:: Instructions to follow ::
Copy out the records verbatim, starting at the line that contains "Find the brick" and continuing through the final line of the records, both included.

Region annotation records:
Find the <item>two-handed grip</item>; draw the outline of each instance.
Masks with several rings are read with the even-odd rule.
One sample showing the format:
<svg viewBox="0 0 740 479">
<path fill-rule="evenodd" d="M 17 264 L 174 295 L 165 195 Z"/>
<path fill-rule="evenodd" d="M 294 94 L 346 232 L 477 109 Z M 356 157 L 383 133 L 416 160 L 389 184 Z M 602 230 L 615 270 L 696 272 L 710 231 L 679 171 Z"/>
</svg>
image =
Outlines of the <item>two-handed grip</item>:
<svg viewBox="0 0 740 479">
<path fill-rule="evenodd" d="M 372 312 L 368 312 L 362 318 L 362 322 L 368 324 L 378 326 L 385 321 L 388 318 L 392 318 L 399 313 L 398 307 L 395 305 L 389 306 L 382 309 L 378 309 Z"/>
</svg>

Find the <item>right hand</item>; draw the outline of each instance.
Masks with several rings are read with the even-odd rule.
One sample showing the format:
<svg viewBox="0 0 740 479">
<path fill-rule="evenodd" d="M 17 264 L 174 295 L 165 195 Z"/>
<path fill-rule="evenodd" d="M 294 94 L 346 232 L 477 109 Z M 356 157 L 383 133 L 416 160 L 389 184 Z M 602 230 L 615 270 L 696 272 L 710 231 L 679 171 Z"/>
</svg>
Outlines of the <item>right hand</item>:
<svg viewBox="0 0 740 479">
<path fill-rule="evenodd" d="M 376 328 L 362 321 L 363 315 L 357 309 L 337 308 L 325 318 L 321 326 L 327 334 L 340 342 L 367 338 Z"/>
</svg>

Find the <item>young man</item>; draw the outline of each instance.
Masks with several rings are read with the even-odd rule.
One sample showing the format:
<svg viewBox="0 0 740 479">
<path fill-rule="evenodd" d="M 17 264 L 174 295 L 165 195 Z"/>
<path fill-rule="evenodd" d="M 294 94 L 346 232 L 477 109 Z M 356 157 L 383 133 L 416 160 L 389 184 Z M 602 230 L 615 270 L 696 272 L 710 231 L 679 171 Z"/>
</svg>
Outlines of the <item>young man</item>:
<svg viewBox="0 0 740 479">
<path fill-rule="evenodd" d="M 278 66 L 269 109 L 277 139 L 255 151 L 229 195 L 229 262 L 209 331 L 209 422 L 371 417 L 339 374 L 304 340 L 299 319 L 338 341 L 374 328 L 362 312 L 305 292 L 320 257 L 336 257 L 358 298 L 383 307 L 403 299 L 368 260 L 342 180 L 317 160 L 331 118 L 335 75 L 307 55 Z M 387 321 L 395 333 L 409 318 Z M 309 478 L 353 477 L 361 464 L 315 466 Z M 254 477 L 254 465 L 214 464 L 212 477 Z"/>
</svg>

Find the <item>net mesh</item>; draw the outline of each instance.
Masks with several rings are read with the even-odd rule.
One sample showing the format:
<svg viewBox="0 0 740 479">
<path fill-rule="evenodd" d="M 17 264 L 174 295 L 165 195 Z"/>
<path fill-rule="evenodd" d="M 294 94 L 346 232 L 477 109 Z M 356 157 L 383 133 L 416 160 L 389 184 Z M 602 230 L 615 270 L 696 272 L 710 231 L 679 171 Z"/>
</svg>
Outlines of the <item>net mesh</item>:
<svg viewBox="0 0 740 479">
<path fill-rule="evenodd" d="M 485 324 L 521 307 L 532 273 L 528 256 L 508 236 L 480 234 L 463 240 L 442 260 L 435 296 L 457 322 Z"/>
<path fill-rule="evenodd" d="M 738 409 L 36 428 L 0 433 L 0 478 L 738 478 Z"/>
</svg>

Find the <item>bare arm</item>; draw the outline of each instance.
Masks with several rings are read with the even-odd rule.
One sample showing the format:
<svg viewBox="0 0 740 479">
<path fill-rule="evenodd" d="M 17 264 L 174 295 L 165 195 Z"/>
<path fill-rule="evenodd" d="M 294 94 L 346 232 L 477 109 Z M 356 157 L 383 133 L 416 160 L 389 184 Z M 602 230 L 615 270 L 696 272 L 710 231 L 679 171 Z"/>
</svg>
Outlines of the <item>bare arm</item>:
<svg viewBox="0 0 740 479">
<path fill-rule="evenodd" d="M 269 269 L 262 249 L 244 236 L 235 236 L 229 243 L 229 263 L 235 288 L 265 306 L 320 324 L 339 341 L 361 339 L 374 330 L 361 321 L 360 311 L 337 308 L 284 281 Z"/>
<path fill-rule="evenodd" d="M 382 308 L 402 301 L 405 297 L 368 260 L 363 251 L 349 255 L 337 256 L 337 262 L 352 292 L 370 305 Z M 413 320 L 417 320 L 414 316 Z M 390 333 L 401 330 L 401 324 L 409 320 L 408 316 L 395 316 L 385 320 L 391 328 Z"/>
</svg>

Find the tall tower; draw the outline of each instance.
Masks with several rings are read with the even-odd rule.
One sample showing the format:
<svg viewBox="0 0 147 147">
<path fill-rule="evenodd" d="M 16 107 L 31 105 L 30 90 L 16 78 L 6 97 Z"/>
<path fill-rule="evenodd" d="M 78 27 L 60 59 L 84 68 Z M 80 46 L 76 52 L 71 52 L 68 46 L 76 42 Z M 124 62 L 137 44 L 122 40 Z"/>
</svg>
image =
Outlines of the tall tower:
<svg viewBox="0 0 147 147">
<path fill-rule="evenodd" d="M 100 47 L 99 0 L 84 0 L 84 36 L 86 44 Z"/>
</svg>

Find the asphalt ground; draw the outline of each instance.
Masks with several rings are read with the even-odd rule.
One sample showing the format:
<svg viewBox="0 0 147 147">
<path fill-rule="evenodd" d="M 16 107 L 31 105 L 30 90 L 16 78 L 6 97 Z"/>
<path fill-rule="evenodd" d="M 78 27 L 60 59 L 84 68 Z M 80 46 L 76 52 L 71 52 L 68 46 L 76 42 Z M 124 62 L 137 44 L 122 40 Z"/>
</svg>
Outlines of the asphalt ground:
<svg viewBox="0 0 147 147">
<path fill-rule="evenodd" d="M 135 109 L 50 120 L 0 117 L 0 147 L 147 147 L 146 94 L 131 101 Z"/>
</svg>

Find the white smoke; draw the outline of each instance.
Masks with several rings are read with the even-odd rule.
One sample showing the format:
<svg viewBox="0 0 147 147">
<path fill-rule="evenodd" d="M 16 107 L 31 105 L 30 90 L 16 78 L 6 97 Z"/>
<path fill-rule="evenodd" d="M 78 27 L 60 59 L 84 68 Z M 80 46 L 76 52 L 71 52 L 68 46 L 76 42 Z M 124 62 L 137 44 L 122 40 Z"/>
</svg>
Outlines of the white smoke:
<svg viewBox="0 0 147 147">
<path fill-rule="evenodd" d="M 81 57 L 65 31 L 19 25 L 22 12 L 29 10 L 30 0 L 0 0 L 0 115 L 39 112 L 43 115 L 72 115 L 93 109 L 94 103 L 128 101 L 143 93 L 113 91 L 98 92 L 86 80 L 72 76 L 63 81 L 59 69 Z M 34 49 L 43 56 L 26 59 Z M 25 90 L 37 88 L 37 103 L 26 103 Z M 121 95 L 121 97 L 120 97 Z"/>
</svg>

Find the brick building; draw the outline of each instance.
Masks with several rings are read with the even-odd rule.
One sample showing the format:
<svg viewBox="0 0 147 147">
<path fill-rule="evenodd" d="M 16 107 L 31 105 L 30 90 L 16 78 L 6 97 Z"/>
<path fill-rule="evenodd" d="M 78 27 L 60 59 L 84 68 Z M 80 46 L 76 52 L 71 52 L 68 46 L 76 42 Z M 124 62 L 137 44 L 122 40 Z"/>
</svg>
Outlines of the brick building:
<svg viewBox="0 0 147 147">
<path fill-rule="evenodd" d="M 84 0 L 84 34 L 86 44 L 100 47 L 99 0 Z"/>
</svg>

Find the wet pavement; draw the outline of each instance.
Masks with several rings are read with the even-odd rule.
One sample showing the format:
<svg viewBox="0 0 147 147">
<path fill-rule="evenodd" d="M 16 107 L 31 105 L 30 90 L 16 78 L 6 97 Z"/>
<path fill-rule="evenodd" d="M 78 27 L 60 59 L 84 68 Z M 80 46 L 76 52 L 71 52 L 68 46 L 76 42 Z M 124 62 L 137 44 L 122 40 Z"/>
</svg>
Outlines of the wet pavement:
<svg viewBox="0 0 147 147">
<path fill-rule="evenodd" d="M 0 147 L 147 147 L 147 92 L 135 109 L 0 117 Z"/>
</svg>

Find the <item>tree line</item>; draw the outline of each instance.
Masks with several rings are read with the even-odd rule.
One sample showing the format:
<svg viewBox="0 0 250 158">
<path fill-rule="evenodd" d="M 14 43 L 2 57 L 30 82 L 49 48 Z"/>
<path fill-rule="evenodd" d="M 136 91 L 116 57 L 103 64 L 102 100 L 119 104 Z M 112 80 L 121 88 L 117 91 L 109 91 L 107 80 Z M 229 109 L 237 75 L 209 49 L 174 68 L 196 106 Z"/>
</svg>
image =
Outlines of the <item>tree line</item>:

:: Solution for this problem ::
Find the brick building; draw the outline of each instance.
Masks with several rings are read with the even-odd rule.
One sample showing the format:
<svg viewBox="0 0 147 147">
<path fill-rule="evenodd" d="M 16 107 L 31 105 L 30 90 L 16 78 L 6 97 Z"/>
<path fill-rule="evenodd" d="M 78 27 L 60 59 L 84 68 Z M 80 46 L 76 52 L 71 52 L 68 46 L 76 42 Z M 124 62 L 137 44 L 122 40 Z"/>
</svg>
Outlines of the brick building:
<svg viewBox="0 0 147 147">
<path fill-rule="evenodd" d="M 84 0 L 84 34 L 86 44 L 100 47 L 99 0 Z"/>
</svg>

Find the wet pavement; draw the outline of each instance.
Masks with several rings are read with the even-odd rule.
One sample showing the format:
<svg viewBox="0 0 147 147">
<path fill-rule="evenodd" d="M 16 107 L 31 105 L 30 90 L 16 78 L 6 97 Z"/>
<path fill-rule="evenodd" d="M 78 27 L 60 59 L 84 68 Z M 80 46 L 76 52 L 71 52 L 68 46 L 76 42 Z M 124 62 L 137 44 L 122 40 Z"/>
</svg>
Outlines of the wet pavement:
<svg viewBox="0 0 147 147">
<path fill-rule="evenodd" d="M 0 147 L 147 147 L 147 92 L 135 109 L 0 117 Z"/>
</svg>

Find the <item>tree line</item>; draw the outline of each instance.
Masks with several rings are read with the even-odd rule.
One sample showing the format:
<svg viewBox="0 0 250 158">
<path fill-rule="evenodd" d="M 14 43 L 2 57 L 30 82 L 49 48 Z"/>
<path fill-rule="evenodd" d="M 136 91 L 116 57 L 103 64 L 102 100 L 119 104 Z M 112 80 L 121 88 L 117 91 L 109 91 L 107 80 Z M 229 109 L 237 75 L 209 49 L 174 68 L 196 106 Z"/>
</svg>
image =
Outlines of the <item>tree line</item>:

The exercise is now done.